**Assignment**
Continue the biography of actress Erin Murphy from the point where it stops.

**Supplied text**
------------------------------------------------

American actress (born 1964)

Erin Margaret Murphy (born June 17, 1964) is an American actress, who is best known for her role as young Tabitha Stephens in the television sitcom Bewitched, in 103 episodes from the show's third season (in 1966) to the last original episode in 1972. For the first season, she shared this role for 18 episodes with her fraternal twin sister, Diane, as they were of similar appearance and stature. As they got older and looked less alike, only Erin played the role.

==Post-Bewitched years ==
Following Bewitched, Murphy guest-starred on shows such as Lassie, appeared in over 100 commercials, and modeled for Hang Ten swimwear. She was an El Toro High School cheerleader and homecoming queen during her senior year. She graduated from El Toro High School in 1981. Murphy has worked as a casting director, makeup artist, fashion stylist, acting teacher, motivational speaker, and stunt double for actress Virginia Madsen. Since 2014, Murphy has been co-owner of Slim Chillers, a company that makes low-calorie frozen vodka martini pops.

==Reality TV and hosting==
Murphy has worked as a television host and correspondent (TVLand, Fox Reality Channel, TVGasm.com, and E!) and as the on-air moderator for Allergan Medical. She has also been an infomercial host (Ab Shark for Thane, Bun Shaper for Emson, SomaTrac Inversion Table), and the host of Disney Family.com's Parentpedia.

On December 20, 2006, she appeared as one of the 12 "strangers" on the NBC game show Identity. In 2007, she was featured on CNN Headline News as a "Celebrity With a Cause" discussing her work with autism-related charities.

In 2008, Murphy appeared as a celebrity judge on Danny Bonaduce's I Know My Kid's a Star reality show contest for young actors and with Bob Saget on 1 vs. 100. She has also appeared on Craft Lab (DIY/HGTV), Groomer Has It (Animal Planet) with her giant Leonberger, and on Over Your Head (HGTV) building flagstone steps in her backyard.Murphy also starred on Hulk Hogan's Celebrity Championship Wrestling series for CMT, in which the celebrities trained as professional wrestlers. Erin's wrestling persona is Mistress of Mayhem (aka M.O.M.).

------------------------------------------------

**Information shown**
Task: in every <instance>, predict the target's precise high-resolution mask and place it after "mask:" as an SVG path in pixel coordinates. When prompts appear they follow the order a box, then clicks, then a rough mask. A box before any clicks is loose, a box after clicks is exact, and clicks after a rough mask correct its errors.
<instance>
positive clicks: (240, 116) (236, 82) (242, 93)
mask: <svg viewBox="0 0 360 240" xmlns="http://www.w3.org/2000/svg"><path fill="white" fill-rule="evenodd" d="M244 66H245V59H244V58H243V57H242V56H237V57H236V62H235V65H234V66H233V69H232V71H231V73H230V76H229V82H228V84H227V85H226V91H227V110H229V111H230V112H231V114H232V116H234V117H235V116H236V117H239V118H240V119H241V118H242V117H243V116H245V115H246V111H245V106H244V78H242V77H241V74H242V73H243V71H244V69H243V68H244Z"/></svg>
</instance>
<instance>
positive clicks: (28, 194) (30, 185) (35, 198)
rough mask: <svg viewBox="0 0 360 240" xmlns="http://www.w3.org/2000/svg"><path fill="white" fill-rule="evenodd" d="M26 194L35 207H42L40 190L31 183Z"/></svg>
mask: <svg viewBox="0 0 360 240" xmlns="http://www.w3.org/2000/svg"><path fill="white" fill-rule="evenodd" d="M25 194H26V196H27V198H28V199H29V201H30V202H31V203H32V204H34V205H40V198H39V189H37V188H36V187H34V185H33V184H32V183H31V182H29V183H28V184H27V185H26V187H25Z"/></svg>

------------------------------------------------

**Output of the task**
Murphy was a contestant in the celebrity finale of season one of Rupaul's Drag U.

Murphy appeared as a central character in the January 26, 2021, episode of To Tell the Truth.

In March 2026, Murphy teased on social media that she is returning to TV screens with a brand-new project set to premiere in the fall. While she hasn't revealed full details yet, she shared that it is an innovative project.

==Personal life==
Murphy is a fashion, beauty, and luxury lifestyle writer, with her work appearing in numerous magazines and online publications. She is also a motivational speaker and fundraiser for charitable organizations. Murphy often speaks out on the subject of autism as one of her sons has the condition.

Murphy was featured in a photo spread January 2012 in OK! magazine with two of her alpacas on her ranch in Bell Canyon, California. Murphy discussed her company Erin Murphy Knits which offers hand knit eco-friendly alpaca wear.

In 2018, Variety wrote that Murphy had purchased her dream home on the beach in Malibu for $2.3 million.

Murphy has been married three times and divorced twice. Her three husbands are Terry Rogers (1984–1989), Eric Eden (1993–1998), and Darren Dunckel (May 1998–). She has two children with Rogers, one with Eden, and three with Dunckel.